[Excerpts from point annotation data]
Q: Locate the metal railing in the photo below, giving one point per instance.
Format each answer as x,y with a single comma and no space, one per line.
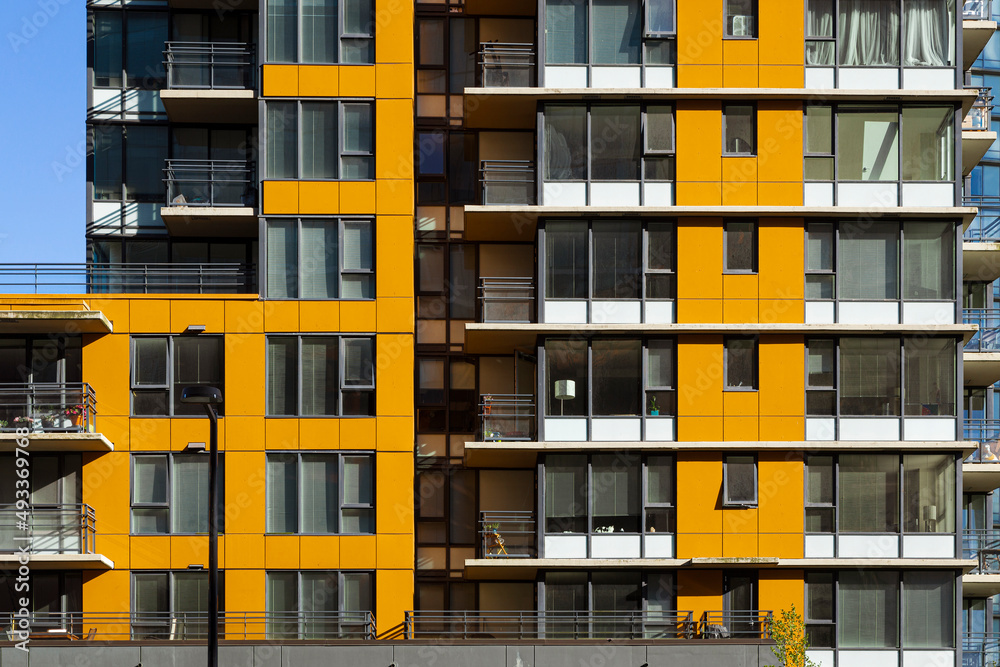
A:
509,625
210,183
751,624
507,534
987,339
507,64
209,65
982,545
128,278
980,649
507,417
233,625
979,115
55,529
48,407
507,182
976,10
507,299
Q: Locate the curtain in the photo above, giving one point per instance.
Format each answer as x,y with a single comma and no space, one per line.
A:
869,33
929,33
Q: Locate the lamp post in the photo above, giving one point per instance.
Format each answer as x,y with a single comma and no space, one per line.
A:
210,397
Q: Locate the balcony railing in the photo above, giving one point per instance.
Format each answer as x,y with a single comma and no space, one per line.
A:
982,545
976,10
128,278
980,649
507,535
508,182
979,115
507,65
512,625
507,417
160,626
209,65
507,299
48,407
210,183
987,339
56,529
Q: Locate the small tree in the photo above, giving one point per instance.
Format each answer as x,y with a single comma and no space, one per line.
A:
788,631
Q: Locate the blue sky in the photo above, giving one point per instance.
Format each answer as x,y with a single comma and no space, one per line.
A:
43,74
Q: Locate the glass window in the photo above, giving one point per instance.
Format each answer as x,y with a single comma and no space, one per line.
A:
306,493
741,246
740,480
740,129
868,608
740,18
741,363
869,493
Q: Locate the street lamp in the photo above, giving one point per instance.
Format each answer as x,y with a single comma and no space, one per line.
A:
211,397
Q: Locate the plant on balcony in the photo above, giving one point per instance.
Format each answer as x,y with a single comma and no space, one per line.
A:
788,631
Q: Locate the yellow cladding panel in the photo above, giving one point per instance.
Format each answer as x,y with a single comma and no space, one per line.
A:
319,197
394,492
246,493
393,31
394,256
780,34
280,198
319,80
280,81
699,258
699,590
393,597
699,376
394,139
781,251
699,157
699,31
394,374
782,376
106,368
184,312
779,141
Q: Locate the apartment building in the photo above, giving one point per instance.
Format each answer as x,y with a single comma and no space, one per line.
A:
537,324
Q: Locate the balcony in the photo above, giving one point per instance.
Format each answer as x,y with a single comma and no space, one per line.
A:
507,65
977,28
507,417
210,198
193,625
210,82
507,300
507,535
982,352
508,182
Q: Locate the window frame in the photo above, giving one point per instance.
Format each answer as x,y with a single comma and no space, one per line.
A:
341,380
265,35
170,381
727,461
169,505
341,503
297,221
340,102
755,352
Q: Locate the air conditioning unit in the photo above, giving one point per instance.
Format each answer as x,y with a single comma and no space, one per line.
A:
742,26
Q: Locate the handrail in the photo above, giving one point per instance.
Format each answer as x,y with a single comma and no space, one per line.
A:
210,182
128,277
209,65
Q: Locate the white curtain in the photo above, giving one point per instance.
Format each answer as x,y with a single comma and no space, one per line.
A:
929,33
869,33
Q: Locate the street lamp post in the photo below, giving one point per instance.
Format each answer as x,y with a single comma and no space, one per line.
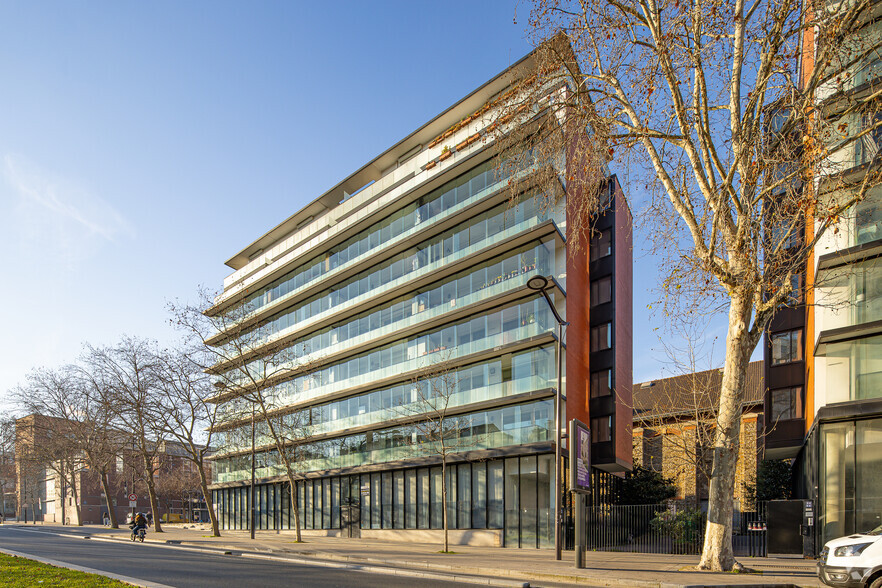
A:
251,489
540,284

**Task description**
Reproduce all of the material above, substituting "image" for each occurrence of "photo" and leaving everything else unchanged. Omit the pictures.

**Complete response**
Q: Locate the metal railing in the image below, giving one point per instance.
Format each answer as x,y with a single comma and no space, one per line.
A:
509,625
210,183
751,624
507,534
987,339
507,64
209,65
982,545
128,278
980,649
507,417
233,625
979,115
55,529
48,407
507,182
976,10
507,299
Q: Locate the curtain in the image above, giving one point per instance.
Format each answer as x,y with a single comma and no space, one per line.
A:
869,33
929,33
Q: Locate the lamp post in the image above, giving one point per instance.
Format each answer as x,y with a single comma and no space, one per line.
A:
210,397
Q: Locate the balcony railing in the image above, giving one point per instance.
Format each answer as x,y with a single comma and no space, one per line.
A:
982,545
976,10
128,278
980,649
507,535
508,182
979,115
507,65
512,625
507,417
160,626
209,65
507,299
48,407
210,183
987,339
56,529
Q: Locate the small tree in the image above, giving one point per instance.
Format each answer as x,y with a single comma and no space, one per line.
A:
788,631
Q: Locate the blue sky in the image above, giving one point per instance.
Format each answer as x,y with a single comma and no space, one per line.
A:
43,74
Q: Locate the glass window in the image above, giving one point per instance.
Format each answer as x,y with a single comma and no space, one per line.
A:
306,493
741,246
740,480
740,129
868,608
740,18
741,363
869,493
Q: Locate the street lamp in the image above, giving one point per instance.
Format each answer as x,y with a single comma and no space, one per line.
A:
211,397
Q: Locate the plant on balcony in the image above, giving one point per instance.
Format each answer as x,y with a single comma and no space, one per line.
A:
788,631
Q: Locate the yellow cladding panel in the image above, giving one point per instance.
Format each answer as x,y with a single comma and no space, one per line.
A:
319,197
394,492
246,493
393,31
394,256
780,34
280,198
319,80
280,81
699,258
699,590
393,597
699,376
394,139
781,251
699,157
699,31
394,374
782,376
106,368
184,312
779,141
Q: Locate the apartment building in the image above, giving one point per instance.
Format each answer as x,y with a single comma and no space, one per line.
A:
537,324
Q: Locate the balcony in the image above, giving one point per instance.
Format each answer as x,y with a single comma and no space, one per line.
A:
507,65
977,28
507,417
210,198
193,625
210,82
507,300
507,535
982,352
508,182
Q: Locate the window frame in the image above, giving one point per instance.
Format each answer as x,y with a single comma and no space, one per line.
A:
341,380
265,35
170,381
727,461
169,505
341,503
297,221
340,102
755,352
Q: Locate the air conditioning unit in the image above, giving one point per instance.
Format each answer as x,y with a single comma and no space, one per line.
A:
742,26
Q: Locate the handrail in the image above, giving one point per instance.
Format each answer as x,y with a single comma and no space, one per line.
A:
210,182
128,277
209,65
Q: Locate the white curtain in the image above, giving one point per instance.
Format each answer as x,y with a single comma and no space, one per line.
A:
929,33
869,33
Q: Locate the street lamp post in the image below, giving one point per instance.
Format each answer as x,y with a single comma and no space, one per line.
A:
251,489
540,284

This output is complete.